Point annotation data records:

──────

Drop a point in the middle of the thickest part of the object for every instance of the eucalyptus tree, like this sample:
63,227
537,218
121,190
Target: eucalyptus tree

──────

Requirement: Rewrite the data, replacing "eucalyptus tree" with "gum tree" and leaving everything else the same.

Response to this exercise:
Drop a point in the middle of the thickest part of the object for every instance of the gum tree, like this sample:
63,227
537,218
121,190
Target: gum tree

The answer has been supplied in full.